◆ **Set problem**
List every line of the data below that contains the string "pole", copying each line in full.
-- Available data start --
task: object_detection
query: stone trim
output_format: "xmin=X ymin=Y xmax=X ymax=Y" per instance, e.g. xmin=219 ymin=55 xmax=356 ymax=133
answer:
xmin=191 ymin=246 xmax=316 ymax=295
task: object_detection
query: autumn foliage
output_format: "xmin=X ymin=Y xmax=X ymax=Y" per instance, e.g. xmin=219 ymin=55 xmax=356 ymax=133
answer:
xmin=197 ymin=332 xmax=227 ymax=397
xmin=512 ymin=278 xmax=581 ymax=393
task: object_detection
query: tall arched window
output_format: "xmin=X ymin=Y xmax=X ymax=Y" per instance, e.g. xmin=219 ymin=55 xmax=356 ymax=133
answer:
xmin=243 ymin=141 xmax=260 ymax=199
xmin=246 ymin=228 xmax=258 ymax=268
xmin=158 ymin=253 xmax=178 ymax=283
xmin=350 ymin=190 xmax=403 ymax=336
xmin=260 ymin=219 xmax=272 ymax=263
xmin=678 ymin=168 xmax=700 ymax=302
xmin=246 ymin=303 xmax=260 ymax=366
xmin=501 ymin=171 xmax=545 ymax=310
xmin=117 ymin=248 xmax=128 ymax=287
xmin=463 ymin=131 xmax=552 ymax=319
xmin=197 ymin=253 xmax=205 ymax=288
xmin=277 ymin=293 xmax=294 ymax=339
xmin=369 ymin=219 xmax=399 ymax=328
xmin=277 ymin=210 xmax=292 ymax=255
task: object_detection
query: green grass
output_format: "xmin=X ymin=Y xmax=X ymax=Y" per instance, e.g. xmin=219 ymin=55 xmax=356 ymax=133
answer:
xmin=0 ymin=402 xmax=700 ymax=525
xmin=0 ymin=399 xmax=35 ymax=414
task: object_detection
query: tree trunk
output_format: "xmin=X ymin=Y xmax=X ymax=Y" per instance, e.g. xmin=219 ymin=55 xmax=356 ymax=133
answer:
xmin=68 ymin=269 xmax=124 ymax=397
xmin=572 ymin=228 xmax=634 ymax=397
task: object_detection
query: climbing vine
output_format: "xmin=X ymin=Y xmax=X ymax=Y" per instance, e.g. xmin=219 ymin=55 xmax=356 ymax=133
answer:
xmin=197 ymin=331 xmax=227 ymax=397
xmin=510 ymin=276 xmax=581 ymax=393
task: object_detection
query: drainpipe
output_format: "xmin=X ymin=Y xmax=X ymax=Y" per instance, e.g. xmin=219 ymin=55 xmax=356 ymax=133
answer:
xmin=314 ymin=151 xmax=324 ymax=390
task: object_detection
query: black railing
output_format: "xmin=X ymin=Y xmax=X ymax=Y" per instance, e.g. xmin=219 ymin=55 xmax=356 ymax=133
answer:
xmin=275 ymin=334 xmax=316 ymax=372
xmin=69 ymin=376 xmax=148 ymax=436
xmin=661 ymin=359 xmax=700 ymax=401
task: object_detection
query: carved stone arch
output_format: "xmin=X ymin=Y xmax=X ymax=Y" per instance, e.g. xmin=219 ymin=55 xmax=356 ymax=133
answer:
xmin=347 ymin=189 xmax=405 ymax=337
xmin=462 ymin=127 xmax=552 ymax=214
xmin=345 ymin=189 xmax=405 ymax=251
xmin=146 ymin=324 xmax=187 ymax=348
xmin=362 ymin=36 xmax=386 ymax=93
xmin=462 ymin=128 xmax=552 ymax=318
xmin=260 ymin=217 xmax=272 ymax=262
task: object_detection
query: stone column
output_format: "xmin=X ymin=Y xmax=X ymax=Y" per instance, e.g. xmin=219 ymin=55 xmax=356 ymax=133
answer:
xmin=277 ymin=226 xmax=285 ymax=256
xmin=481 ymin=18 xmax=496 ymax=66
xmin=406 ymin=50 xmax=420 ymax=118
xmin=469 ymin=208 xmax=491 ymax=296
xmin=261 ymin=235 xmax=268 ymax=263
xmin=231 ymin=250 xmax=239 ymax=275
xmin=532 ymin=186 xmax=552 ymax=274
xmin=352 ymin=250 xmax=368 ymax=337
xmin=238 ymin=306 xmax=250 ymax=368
-- Available data end --
-- Available data start --
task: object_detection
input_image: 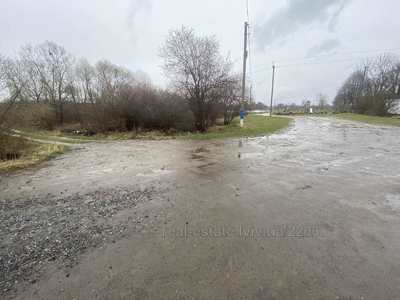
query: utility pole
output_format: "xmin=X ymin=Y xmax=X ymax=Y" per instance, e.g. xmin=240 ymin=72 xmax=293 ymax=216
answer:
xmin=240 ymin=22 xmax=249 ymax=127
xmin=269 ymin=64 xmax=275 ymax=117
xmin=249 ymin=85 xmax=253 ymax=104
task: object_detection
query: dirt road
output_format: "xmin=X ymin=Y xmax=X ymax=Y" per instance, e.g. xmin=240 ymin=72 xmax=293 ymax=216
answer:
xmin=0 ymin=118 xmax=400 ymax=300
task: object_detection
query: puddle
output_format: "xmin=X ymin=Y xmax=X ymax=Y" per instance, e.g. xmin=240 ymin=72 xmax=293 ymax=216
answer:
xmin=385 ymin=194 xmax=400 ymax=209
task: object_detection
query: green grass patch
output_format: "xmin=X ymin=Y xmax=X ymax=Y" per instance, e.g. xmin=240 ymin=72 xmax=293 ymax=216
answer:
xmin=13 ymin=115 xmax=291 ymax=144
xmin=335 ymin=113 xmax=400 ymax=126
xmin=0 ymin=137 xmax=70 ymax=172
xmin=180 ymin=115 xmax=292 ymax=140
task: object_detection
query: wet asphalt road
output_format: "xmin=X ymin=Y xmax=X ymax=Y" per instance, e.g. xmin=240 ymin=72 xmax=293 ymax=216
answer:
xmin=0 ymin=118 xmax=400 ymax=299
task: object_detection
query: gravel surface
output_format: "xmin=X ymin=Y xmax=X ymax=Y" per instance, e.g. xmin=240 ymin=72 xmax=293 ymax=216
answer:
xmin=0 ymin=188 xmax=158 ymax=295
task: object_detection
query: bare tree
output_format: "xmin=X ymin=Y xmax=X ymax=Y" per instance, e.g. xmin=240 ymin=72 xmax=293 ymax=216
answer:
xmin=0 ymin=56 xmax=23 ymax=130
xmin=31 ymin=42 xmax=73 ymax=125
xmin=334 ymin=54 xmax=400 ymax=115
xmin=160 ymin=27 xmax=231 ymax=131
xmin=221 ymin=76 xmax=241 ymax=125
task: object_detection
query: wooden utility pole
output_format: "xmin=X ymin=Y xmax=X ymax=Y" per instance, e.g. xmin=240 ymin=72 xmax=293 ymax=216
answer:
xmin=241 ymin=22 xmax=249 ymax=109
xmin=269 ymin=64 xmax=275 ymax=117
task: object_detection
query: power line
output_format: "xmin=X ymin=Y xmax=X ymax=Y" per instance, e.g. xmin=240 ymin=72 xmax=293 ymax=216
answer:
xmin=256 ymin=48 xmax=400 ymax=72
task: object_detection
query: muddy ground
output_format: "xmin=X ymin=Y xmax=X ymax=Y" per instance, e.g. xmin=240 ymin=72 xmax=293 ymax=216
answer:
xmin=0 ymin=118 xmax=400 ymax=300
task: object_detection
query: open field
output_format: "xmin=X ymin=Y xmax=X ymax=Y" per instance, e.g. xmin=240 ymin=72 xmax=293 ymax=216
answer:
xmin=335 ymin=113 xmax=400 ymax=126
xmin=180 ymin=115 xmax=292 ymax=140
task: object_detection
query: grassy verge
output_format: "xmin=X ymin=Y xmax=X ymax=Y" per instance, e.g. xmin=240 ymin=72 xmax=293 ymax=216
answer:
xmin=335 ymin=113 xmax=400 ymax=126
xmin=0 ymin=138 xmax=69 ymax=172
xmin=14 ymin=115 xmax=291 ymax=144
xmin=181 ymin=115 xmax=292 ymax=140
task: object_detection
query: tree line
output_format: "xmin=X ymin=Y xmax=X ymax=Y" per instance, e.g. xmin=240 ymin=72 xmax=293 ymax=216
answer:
-- Available data end --
◆ **Result**
query: utility pole
query: wooden utility pole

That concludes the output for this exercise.